- _Problem to work on_: Could you return the entries below word for word, from the line with "Each instance of the rocky slope" up to and including the line with "pixel 455 778", leaving the pictures out of your answer?

Location annotation dataset excerpts
- - - -

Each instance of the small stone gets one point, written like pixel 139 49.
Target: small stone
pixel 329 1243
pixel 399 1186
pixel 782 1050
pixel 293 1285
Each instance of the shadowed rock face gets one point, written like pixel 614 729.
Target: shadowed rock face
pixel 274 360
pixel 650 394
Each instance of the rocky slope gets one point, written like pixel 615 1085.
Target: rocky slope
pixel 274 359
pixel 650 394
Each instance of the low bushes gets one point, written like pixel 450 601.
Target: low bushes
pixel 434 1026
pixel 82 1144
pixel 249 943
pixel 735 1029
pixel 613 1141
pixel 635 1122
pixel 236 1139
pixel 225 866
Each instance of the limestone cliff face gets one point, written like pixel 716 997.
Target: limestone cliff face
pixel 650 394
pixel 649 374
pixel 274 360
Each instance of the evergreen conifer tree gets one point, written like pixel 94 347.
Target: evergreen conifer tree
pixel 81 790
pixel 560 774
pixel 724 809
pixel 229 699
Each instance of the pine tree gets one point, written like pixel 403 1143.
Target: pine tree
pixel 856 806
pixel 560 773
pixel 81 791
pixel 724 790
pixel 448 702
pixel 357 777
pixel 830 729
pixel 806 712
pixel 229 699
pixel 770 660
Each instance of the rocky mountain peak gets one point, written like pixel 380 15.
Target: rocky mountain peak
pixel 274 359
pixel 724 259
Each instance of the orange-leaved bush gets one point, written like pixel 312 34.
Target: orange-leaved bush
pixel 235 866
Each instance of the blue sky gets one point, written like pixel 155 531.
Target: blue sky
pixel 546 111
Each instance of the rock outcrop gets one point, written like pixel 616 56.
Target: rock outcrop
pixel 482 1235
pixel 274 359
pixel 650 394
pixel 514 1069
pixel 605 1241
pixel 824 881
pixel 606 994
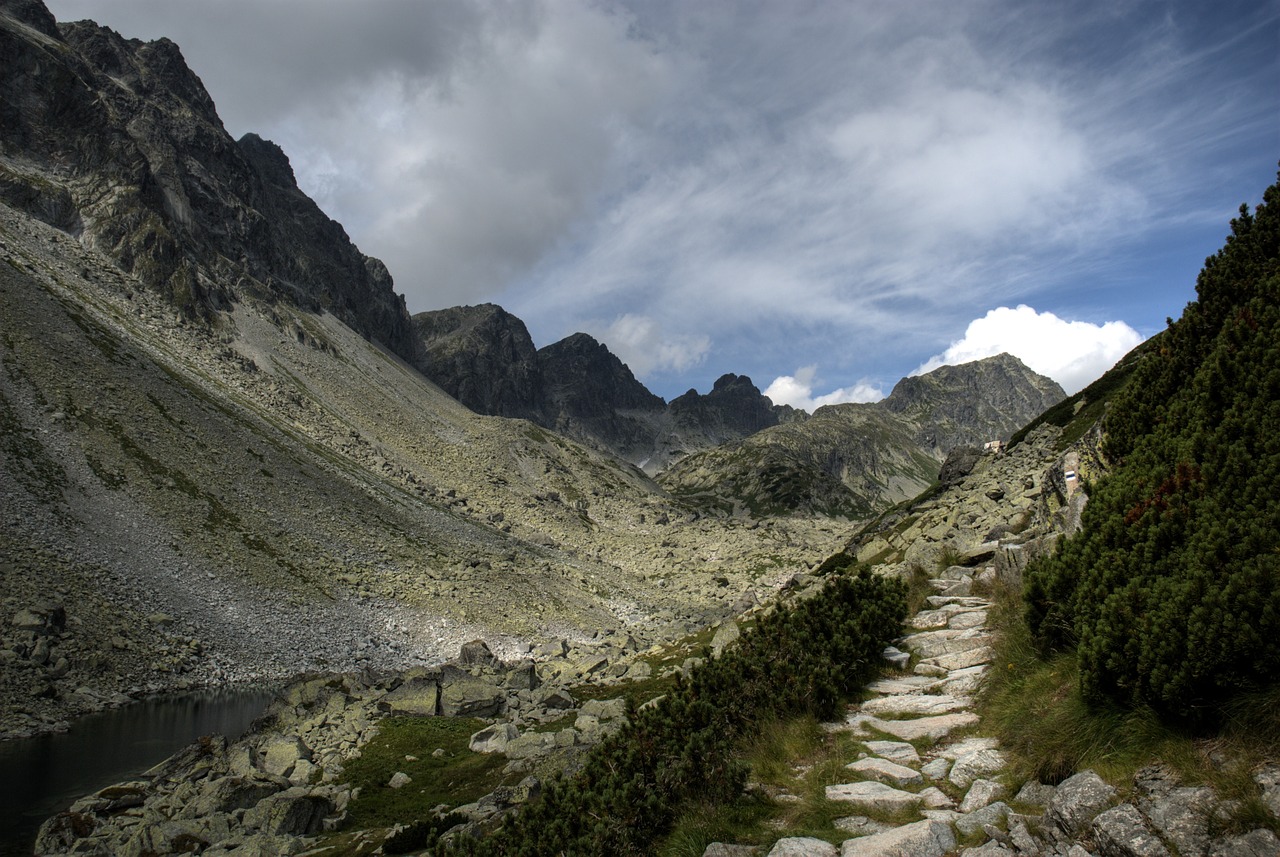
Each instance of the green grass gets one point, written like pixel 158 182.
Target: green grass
pixel 1034 706
pixel 455 778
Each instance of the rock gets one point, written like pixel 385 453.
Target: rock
pixel 476 654
pixel 935 728
pixel 722 849
pixel 936 798
pixel 973 765
pixel 873 796
pixel 803 847
pixel 1034 793
pixel 726 633
pixel 937 769
pixel 860 825
pixel 895 751
pixel 419 697
pixel 1121 832
pixel 914 705
pixel 896 658
pixel 471 699
pixel 974 821
pixel 1182 815
pixel 1077 801
pixel 979 794
pixel 293 812
pixel 886 771
pixel 1257 843
pixel 920 839
pixel 279 755
pixel 493 739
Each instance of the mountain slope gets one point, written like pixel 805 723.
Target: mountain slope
pixel 236 481
pixel 854 459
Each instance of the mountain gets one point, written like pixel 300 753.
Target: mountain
pixel 218 461
pixel 117 142
pixel 853 459
pixel 484 357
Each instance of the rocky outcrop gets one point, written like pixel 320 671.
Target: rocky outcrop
pixel 117 142
pixel 854 459
pixel 484 358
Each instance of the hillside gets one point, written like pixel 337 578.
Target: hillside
pixel 242 476
pixel 854 459
pixel 484 357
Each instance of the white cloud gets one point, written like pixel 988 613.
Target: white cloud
pixel 796 390
pixel 1073 353
pixel 641 344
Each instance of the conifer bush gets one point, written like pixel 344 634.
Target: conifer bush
pixel 1170 595
pixel 804 659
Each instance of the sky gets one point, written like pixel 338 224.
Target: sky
pixel 823 196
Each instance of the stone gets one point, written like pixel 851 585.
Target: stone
pixel 292 812
pixel 419 697
pixel 803 847
pixel 896 658
pixel 935 728
pixel 723 849
pixel 979 794
pixel 1182 815
pixel 919 704
pixel 860 825
pixel 960 660
pixel 1077 801
pixel 726 633
pixel 1034 793
pixel 471 699
pixel 873 796
pixel 937 769
pixel 895 751
pixel 493 739
pixel 1256 843
pixel 974 821
pixel 936 798
pixel 920 839
pixel 1121 832
pixel 976 764
pixel 886 771
pixel 906 684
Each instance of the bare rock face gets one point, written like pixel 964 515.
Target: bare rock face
pixel 118 142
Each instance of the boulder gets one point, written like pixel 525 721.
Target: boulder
pixel 873 796
pixel 1121 832
pixel 886 771
pixel 803 847
pixel 1077 801
pixel 471 699
pixel 419 697
pixel 476 654
pixel 920 839
pixel 292 812
pixel 493 739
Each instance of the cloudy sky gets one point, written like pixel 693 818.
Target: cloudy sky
pixel 824 196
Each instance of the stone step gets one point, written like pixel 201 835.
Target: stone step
pixel 886 771
pixel 918 704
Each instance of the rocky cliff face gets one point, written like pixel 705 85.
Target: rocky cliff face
pixel 117 141
pixel 851 459
pixel 484 357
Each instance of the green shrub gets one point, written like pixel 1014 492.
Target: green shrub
pixel 1171 592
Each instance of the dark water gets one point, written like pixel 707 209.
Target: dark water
pixel 40 777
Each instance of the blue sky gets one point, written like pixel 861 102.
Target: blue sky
pixel 824 196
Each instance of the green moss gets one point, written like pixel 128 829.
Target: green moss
pixel 453 778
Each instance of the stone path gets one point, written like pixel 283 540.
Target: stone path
pixel 952 783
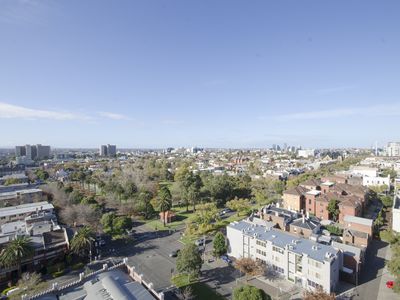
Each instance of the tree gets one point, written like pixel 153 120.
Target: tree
pixel 81 243
pixel 379 221
pixel 248 292
pixel 333 209
pixel 387 201
pixel 186 293
pixel 249 266
pixel 189 261
pixel 143 204
pixel 29 281
pixel 318 294
pixel 16 251
pixel 219 244
pixel 165 200
pixel 389 236
pixel 42 174
pixel 240 205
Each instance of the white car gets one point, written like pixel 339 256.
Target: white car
pixel 200 242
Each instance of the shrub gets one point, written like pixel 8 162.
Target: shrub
pixel 5 291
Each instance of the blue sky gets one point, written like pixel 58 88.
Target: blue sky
pixel 207 73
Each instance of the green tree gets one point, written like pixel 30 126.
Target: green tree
pixel 387 201
pixel 42 174
pixel 81 243
pixel 189 261
pixel 107 221
pixel 164 200
pixel 248 292
pixel 219 244
pixel 379 221
pixel 143 204
pixel 16 251
pixel 239 205
pixel 389 236
pixel 333 209
pixel 121 225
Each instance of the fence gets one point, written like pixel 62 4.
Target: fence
pixel 83 277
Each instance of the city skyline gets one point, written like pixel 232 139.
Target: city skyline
pixel 225 75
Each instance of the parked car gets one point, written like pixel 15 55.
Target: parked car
pixel 390 284
pixel 226 259
pixel 174 253
pixel 200 242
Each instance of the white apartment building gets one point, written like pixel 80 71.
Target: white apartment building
pixel 306 153
pixel 301 261
pixel 396 213
pixel 376 181
pixel 393 149
pixel 364 171
pixel 20 212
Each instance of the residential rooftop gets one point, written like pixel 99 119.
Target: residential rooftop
pixel 25 208
pixel 282 239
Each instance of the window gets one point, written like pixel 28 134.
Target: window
pixel 261 252
pixel 313 284
pixel 260 243
pixel 278 269
pixel 277 249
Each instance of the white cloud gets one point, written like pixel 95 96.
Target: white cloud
pixel 113 116
pixel 10 111
pixel 388 110
pixel 335 89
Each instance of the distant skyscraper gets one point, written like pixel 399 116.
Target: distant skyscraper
pixel 20 151
pixel 32 152
pixel 42 152
pixel 111 150
pixel 108 150
pixel 28 152
pixel 103 150
pixel 393 149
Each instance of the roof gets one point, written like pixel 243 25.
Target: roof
pixel 114 284
pixel 298 191
pixel 358 220
pixel 311 182
pixel 282 239
pixel 348 250
pixel 310 224
pixel 314 192
pixel 25 208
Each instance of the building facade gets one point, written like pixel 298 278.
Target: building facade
pixel 301 261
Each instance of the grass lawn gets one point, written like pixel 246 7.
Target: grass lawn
pixel 181 217
pixel 200 290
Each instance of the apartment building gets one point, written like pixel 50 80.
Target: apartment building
pixel 39 223
pixel 108 150
pixel 301 261
pixel 17 197
pixel 396 213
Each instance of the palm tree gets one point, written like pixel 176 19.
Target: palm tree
pixel 16 251
pixel 82 241
pixel 165 200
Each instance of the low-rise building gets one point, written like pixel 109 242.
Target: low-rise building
pixel 20 197
pixel 396 213
pixel 301 261
pixel 38 222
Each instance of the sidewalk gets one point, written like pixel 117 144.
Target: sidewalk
pixel 384 292
pixel 277 288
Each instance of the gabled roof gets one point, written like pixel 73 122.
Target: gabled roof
pixel 358 220
pixel 298 191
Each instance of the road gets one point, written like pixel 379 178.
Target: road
pixel 149 254
pixel 373 277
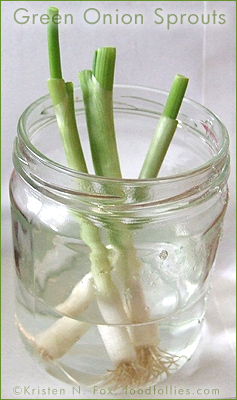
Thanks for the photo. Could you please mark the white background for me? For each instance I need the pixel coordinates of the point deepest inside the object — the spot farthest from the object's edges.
(147, 55)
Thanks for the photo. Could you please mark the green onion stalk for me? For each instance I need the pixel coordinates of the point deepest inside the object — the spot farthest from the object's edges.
(107, 294)
(134, 347)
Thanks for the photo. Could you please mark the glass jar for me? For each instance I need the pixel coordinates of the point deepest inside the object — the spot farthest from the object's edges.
(112, 275)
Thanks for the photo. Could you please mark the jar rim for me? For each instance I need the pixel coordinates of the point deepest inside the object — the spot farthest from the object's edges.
(21, 128)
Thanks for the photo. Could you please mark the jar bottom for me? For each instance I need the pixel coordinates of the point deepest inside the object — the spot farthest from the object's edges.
(87, 364)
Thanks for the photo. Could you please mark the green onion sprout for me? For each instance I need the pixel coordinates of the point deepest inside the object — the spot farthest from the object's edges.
(130, 338)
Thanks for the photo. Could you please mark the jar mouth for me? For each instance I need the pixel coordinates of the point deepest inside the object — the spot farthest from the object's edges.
(22, 134)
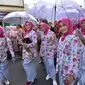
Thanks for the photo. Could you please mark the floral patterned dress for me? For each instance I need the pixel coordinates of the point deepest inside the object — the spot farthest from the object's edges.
(47, 50)
(68, 57)
(29, 61)
(48, 46)
(5, 44)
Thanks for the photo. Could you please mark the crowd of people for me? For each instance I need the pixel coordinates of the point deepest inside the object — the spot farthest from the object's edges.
(61, 49)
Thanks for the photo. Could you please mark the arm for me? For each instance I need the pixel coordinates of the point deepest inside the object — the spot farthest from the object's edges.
(9, 45)
(34, 41)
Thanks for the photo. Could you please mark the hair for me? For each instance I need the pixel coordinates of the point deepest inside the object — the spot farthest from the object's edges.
(45, 21)
(20, 26)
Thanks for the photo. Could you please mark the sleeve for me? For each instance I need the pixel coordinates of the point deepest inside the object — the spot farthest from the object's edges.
(34, 40)
(9, 44)
(70, 52)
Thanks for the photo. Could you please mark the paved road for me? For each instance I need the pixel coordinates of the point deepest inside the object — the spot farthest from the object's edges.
(18, 76)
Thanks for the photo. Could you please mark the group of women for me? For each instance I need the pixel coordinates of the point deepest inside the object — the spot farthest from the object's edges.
(65, 41)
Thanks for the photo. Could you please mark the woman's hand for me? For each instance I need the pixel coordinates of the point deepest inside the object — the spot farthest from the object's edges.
(70, 78)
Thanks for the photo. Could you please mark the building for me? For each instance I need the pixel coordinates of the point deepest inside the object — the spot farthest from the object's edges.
(7, 6)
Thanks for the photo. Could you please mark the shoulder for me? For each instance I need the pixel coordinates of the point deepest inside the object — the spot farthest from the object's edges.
(51, 32)
(71, 38)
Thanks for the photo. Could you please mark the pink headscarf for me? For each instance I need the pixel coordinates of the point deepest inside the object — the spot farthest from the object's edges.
(1, 32)
(31, 25)
(46, 27)
(82, 30)
(69, 25)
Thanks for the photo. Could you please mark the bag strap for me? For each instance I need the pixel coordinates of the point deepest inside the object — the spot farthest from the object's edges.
(81, 37)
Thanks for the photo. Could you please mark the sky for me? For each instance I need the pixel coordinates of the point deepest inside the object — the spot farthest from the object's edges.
(28, 2)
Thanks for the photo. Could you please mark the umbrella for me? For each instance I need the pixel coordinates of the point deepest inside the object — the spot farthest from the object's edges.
(71, 13)
(49, 9)
(18, 18)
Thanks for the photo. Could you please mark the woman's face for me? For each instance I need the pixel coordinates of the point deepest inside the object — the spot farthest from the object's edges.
(83, 24)
(63, 28)
(27, 26)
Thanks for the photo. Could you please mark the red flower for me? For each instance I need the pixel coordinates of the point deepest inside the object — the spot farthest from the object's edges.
(74, 59)
(66, 67)
(66, 47)
(71, 71)
(75, 41)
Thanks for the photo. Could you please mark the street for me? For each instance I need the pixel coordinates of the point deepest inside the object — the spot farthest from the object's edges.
(18, 76)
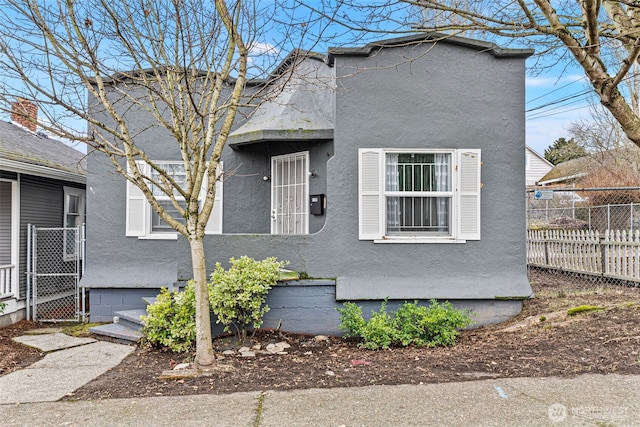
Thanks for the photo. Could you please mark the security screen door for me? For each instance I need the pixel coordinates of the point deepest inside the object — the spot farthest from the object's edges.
(290, 194)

- - - -

- _Answer_:
Each instance of the rocky slope gets one point, written like pixel 615 1085.
Target: rocky slope
pixel 274 359
pixel 650 394
Each instance of the low bushes gets one point, written like pixel 450 601.
Target: low bushes
pixel 434 1026
pixel 82 1144
pixel 249 943
pixel 735 1029
pixel 613 1141
pixel 635 1122
pixel 236 1139
pixel 225 866
Each instance of the limestone cliff face gets one point, written like pixel 716 997.
Target: limestone cliff face
pixel 650 394
pixel 649 374
pixel 274 360
Each instance of the evergreen conifer tree gets one point, written like pixel 94 347.
Target: evergreen conifer tree
pixel 81 790
pixel 560 774
pixel 724 809
pixel 229 699
Each instance of the pine tree gets one point, written like pixel 403 1143.
Target: pine tree
pixel 856 806
pixel 560 773
pixel 81 791
pixel 724 790
pixel 448 702
pixel 357 777
pixel 830 729
pixel 806 712
pixel 229 699
pixel 770 660
Each instance of the rocky mountain peak gets one point, written like pixel 380 15.
Target: rocky mountain peak
pixel 274 359
pixel 724 259
Each instance of the orange-leaved bush gets one point, written like pixel 312 34.
Target: orange-leaved bush
pixel 235 866
Each instance of the blue sky gets one point, written like pixel 155 531.
Target: blue sky
pixel 546 111
Each instance of the rock outcrop gets one point, written like pixel 616 56.
Target: rock outcrop
pixel 482 1235
pixel 274 359
pixel 650 394
pixel 514 1069
pixel 605 1241
pixel 824 881
pixel 606 994
Each instance of the green grass gets one point, written like pixel 158 182.
Target: green grass
pixel 1034 706
pixel 455 778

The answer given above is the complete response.